_CHALLENGE:_ Starting at the first line and ending at the line containing "x=593, y=396", write out every line again, requests included, scaling each answer coordinate by 0.9 and rounding it to a whole number with halves rounded up. Leave the sample coordinates unchanged, and omit the pictures.

## Begin

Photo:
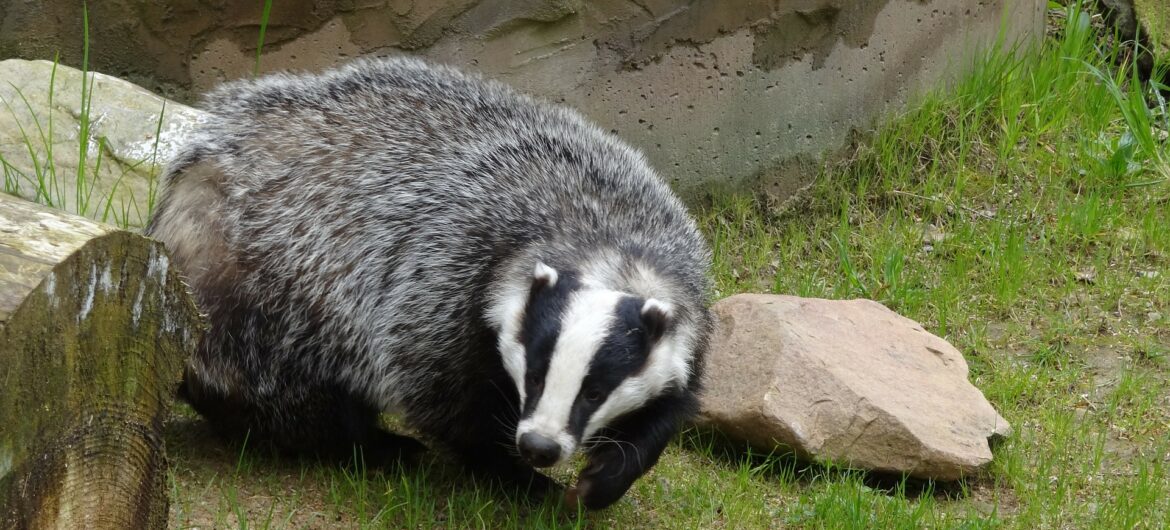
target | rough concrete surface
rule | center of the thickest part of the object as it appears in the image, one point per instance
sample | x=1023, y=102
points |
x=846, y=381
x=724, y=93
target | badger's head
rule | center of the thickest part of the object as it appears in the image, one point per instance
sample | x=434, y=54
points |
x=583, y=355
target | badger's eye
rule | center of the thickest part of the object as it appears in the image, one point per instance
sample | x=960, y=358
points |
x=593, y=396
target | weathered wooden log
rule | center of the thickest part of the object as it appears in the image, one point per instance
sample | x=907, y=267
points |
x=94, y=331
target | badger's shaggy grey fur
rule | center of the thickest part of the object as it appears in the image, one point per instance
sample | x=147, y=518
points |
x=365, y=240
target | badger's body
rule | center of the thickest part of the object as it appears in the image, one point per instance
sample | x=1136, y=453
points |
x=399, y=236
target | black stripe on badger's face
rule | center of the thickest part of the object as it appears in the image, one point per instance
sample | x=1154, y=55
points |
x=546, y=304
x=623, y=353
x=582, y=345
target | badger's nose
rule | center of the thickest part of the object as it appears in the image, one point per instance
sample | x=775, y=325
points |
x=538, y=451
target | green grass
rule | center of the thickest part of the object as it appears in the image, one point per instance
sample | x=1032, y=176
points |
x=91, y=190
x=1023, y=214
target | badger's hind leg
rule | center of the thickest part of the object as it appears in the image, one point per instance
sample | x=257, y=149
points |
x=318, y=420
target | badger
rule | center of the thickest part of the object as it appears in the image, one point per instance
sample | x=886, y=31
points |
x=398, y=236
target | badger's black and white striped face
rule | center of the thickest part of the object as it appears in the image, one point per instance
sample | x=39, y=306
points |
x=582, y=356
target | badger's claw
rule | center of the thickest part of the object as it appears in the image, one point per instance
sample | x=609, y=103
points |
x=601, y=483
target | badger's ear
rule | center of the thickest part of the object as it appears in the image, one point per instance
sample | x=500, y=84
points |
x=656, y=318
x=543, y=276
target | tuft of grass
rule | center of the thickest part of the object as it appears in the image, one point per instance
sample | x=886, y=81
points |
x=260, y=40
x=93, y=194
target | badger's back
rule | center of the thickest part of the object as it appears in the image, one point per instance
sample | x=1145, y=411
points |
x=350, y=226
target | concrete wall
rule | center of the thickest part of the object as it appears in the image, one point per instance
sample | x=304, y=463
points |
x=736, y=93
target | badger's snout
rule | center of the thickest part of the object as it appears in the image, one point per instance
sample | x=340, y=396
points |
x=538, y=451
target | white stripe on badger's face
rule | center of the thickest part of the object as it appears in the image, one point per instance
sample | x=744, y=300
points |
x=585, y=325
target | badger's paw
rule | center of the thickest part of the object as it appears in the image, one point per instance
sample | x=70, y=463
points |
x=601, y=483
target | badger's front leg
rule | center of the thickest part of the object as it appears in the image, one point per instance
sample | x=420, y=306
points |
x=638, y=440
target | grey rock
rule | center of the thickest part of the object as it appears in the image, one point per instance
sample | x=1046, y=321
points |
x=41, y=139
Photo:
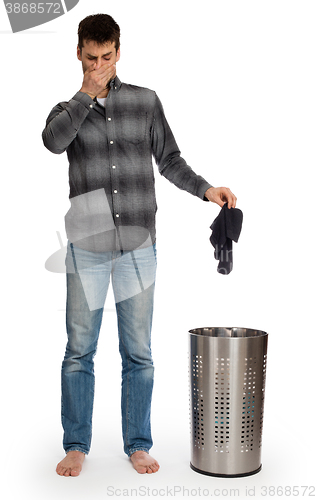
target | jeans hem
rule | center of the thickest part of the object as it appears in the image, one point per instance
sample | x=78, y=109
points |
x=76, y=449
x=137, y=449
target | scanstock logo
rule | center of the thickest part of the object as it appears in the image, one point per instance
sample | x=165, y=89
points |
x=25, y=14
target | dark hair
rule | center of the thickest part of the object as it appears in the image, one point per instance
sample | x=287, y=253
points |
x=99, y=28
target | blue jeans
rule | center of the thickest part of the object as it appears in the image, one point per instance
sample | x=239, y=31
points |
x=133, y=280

## End

_TASK RESULT:_
Photo:
target | rough concrete surface
rule | center of the thickest part of the object as it appears in the image, one point per instance
sample | x=1023, y=102
points |
x=761, y=343
x=652, y=84
target | badger's head
rule | center of the thickest part of the object as it appears in the image, one point per instance
sample | x=434, y=54
points |
x=525, y=320
target | badger's eye
rule | center of the thickest part of the object as it appears in the image, one point per instance
sample | x=960, y=358
points |
x=534, y=356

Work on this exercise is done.